RECORDS TO PROCESS.
···
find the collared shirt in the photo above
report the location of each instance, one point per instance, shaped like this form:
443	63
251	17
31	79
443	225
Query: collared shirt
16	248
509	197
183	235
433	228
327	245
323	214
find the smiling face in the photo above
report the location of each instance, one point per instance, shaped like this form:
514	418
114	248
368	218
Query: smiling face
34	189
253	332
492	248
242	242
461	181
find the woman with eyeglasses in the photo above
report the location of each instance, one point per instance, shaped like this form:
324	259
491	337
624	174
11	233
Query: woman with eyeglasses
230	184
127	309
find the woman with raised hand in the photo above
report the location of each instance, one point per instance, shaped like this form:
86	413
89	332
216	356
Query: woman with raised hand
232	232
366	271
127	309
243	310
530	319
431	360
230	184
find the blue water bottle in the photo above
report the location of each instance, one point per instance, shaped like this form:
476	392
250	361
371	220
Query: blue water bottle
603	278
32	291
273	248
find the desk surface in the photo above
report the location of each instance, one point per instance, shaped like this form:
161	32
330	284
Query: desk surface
···
TASK GOAL.
Please give the data as a numbered list, leaving out blank lines, starting at the line that contains "find the desk surface in the photo above" and running through the end of the data.

SOLUTION FOR THIS PROBLEM.
1. find the desk surface in the photo above
2. report the location of each instance, one point per instance, shaped like this form:
3. 161	32
4. 330	284
5. Query: desk surface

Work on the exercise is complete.